Extract
--- start ---

The Wubei Zhi (; Treatise on Armament Technology or Records of Armaments and Military Provisions), also commonly known by its Japanese translated name Bubishi, is a military book in Chinese history. It was compiled in 1621 by Mao Yuanyi (茅元儀 Máo Yuányí; 1594–1640?), an officer of waterborne troops in the Ming Dynasty. The Wubei Zhi contains 240 volumes, 10,405 pages, and more than 200,000 Chinese characters.

Structure

Wubei Zhi consists of five sections, "Bing Jue Ping", "Zhan Lue Kao", "Zhen Lian Zhi", "Jun Zi Sheng", and "Zhan Du Zai".

"Bing Jue Ping" (Commentary on Military Formulae)
Containing 18 chapters, this section includes military theories from significant figures including but not limited to Sun Tzu. Some of these theories back to the last years of Eastern Zhou Dynasty, more than 1,800 years before the editor.

"Zhan Lue Kao" (Consideration of Tactics)
This section consists of 31 chapters, and describes more than 600 specific examples of battles that took place between the Eastern Zhou Dynasty and the Yuan Dynasty.  Among these are Battle of Maling and Battle of Red Cliffs, the latter of which is a classic example of defeating an overpowering enemy.

"Zhen Lian Zhi" (Record of Formations and Training)
This section of the book contains 41 chapters. It contains different methods of training troops including infantry, cavalry and chariots, as well as individual martial arts training with different weapons such as the spear and Dao.

--- end ---

Data excerpt
--- start ---

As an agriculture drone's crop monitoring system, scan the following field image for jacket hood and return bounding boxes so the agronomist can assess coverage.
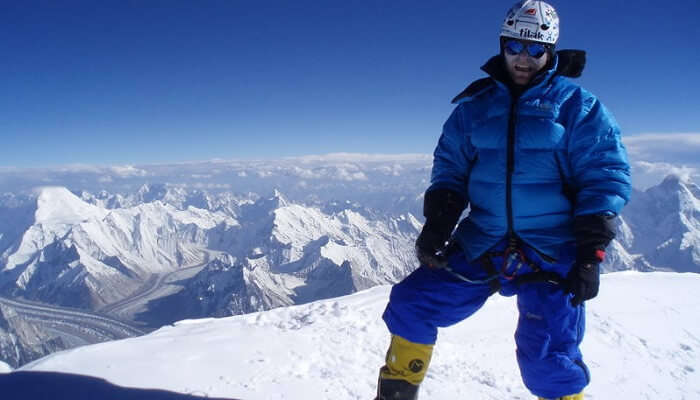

--- end ---

Task set
1 > According to the Wubei Zhi text, how many chapters make up the "Zhan Lue Kao" section?
2 > Carry on the Wubei Zhi text from its last sentence.
The data has no connection to the Wubei Zhi text.

Results of the exercise
1 > 31 chapters.

2 >
 
"Jun Zi Sheng" (Summary of Logistics)
This section is divided into 55 categories, covering a variety of contents related to wartime logistics, such as marching, encampments, troops arrays, transmitting orders, attacking and defending cities, and provision of food, weapons, healthcare and transportation, among others.

"Zhan Du Zai"
In this section, which is 96 chapters long, the author discusses aspects of weather and geographic features that are related to combat, as well as traditional Chinese methods of divination, formation, and finally marine navigation. Included into this section is the so-called "Mao Kun map", the unique surviving map representing the Pacific and Indian Ocean shipping routes used by the fleets of Zheng He.

Impact
Being known as "a military encyclopedia in ancient China", Wubei Zhi is one of the most influential works in Chinese history on warfare.  It is a rare source of many maps and weapon designs, and contributed enormously to its various chapters' corresponding areas. It also provides an account of ancient Chinese military theories and Chinese militarists' thoughts.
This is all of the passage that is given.